* **ROWS**

========

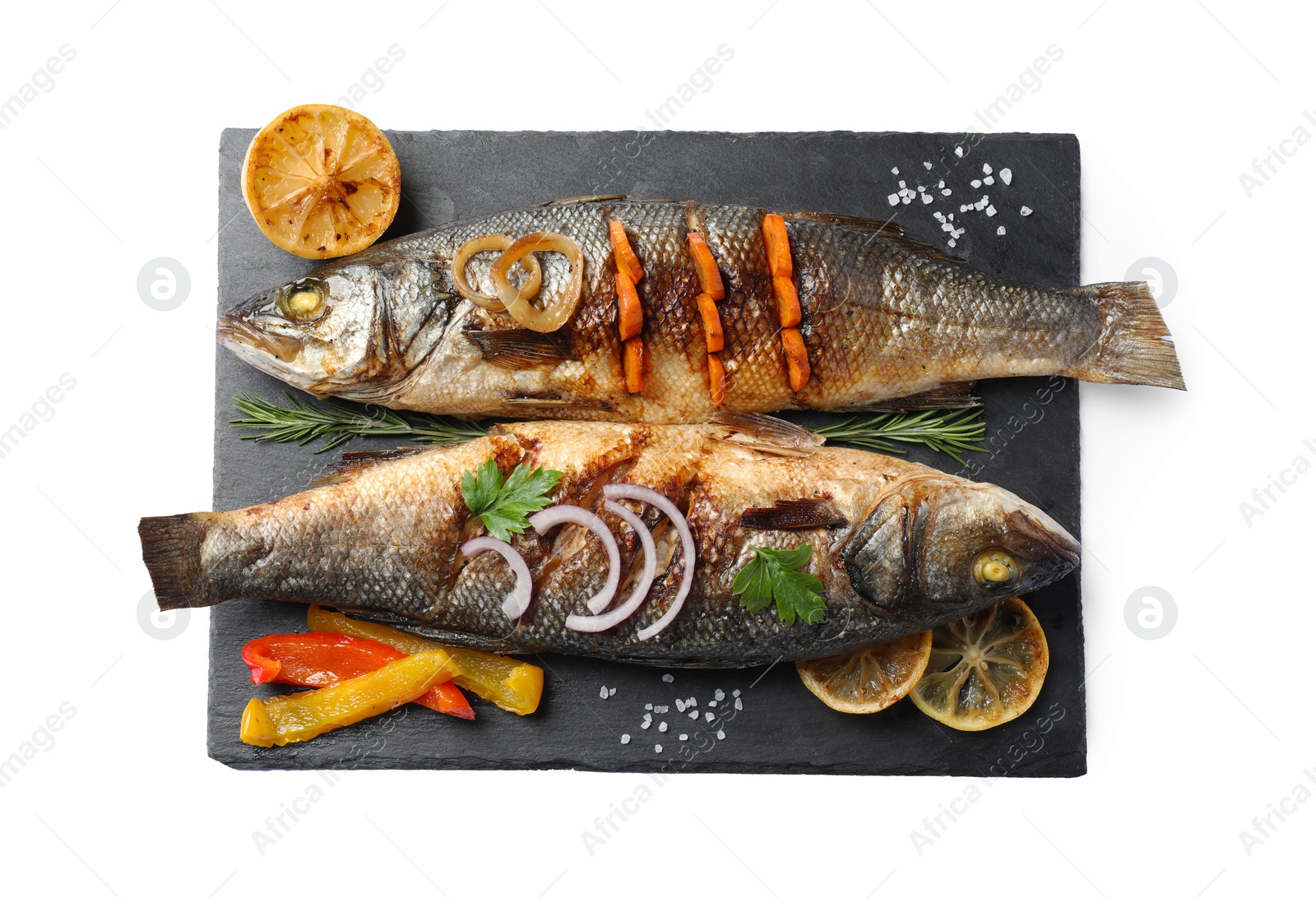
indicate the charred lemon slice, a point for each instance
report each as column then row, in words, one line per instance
column 986, row 669
column 868, row 681
column 322, row 182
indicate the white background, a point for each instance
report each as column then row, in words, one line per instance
column 1191, row 735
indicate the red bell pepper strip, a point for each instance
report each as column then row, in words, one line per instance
column 328, row 659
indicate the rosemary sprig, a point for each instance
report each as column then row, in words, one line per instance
column 949, row 432
column 336, row 422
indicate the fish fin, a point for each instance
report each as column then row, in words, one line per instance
column 888, row 231
column 1135, row 345
column 767, row 433
column 533, row 405
column 581, row 201
column 171, row 549
column 519, row 348
column 794, row 515
column 948, row 396
column 353, row 464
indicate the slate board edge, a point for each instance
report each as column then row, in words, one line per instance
column 1063, row 764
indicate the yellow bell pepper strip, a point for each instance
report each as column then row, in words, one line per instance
column 512, row 685
column 306, row 715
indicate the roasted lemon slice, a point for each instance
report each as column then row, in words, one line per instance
column 868, row 681
column 986, row 669
column 322, row 182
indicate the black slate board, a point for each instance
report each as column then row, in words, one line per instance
column 781, row 729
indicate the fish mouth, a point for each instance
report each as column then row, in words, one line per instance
column 241, row 337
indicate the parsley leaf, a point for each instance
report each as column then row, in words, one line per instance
column 504, row 506
column 774, row 574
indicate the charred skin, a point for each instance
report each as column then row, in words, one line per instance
column 882, row 317
column 895, row 554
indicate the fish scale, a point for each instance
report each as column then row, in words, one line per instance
column 882, row 317
column 895, row 551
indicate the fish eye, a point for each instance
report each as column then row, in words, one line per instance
column 303, row 300
column 995, row 569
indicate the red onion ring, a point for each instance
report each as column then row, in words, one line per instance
column 519, row 599
column 545, row 521
column 688, row 544
column 586, row 624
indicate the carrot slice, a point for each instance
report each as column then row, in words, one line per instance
column 633, row 363
column 796, row 359
column 623, row 254
column 631, row 317
column 787, row 302
column 778, row 247
column 716, row 379
column 712, row 322
column 710, row 278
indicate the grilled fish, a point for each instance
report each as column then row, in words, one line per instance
column 897, row 545
column 883, row 317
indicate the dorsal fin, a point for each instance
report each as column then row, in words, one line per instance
column 767, row 433
column 354, row 462
column 519, row 348
column 579, row 201
column 794, row 515
column 888, row 231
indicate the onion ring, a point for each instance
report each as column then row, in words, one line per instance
column 596, row 624
column 688, row 544
column 519, row 599
column 491, row 244
column 557, row 312
column 545, row 521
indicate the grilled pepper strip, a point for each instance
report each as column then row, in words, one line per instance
column 306, row 715
column 329, row 659
column 510, row 683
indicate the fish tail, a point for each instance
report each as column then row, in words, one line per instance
column 1135, row 345
column 171, row 548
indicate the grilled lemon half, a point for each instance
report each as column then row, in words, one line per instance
column 868, row 681
column 986, row 669
column 322, row 182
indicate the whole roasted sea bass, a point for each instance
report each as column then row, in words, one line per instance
column 881, row 317
column 898, row 547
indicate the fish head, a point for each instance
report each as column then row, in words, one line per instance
column 954, row 547
column 349, row 330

========

* **GIVEN REQUEST**
Reproduce, without alteration, the lines of the material from the line containing "indicate the carrot" up to and including the line containing "column 510, row 683".

* **EXERCISE RESPONSE**
indicate the carrot slice, a point for each instance
report each as column then row, in words, one line per instance
column 633, row 363
column 796, row 359
column 623, row 254
column 631, row 317
column 787, row 302
column 778, row 247
column 716, row 379
column 712, row 322
column 710, row 278
indicate the grilled fish, a point for each instance
report each as column then row, in words, one line per instance
column 897, row 545
column 883, row 317
indicate the dorsal fin, a point for each instance
report each as column then row, in words, one line per instance
column 767, row 433
column 354, row 462
column 519, row 348
column 579, row 201
column 794, row 515
column 888, row 231
indicate the onion ring, a point for each instance
report each as column then row, in words, one line per instance
column 596, row 624
column 688, row 544
column 519, row 599
column 491, row 244
column 557, row 312
column 545, row 521
indicate the grilled pepper strip, a point for each instance
report each as column then row, in words, one line per instance
column 306, row 715
column 329, row 659
column 510, row 683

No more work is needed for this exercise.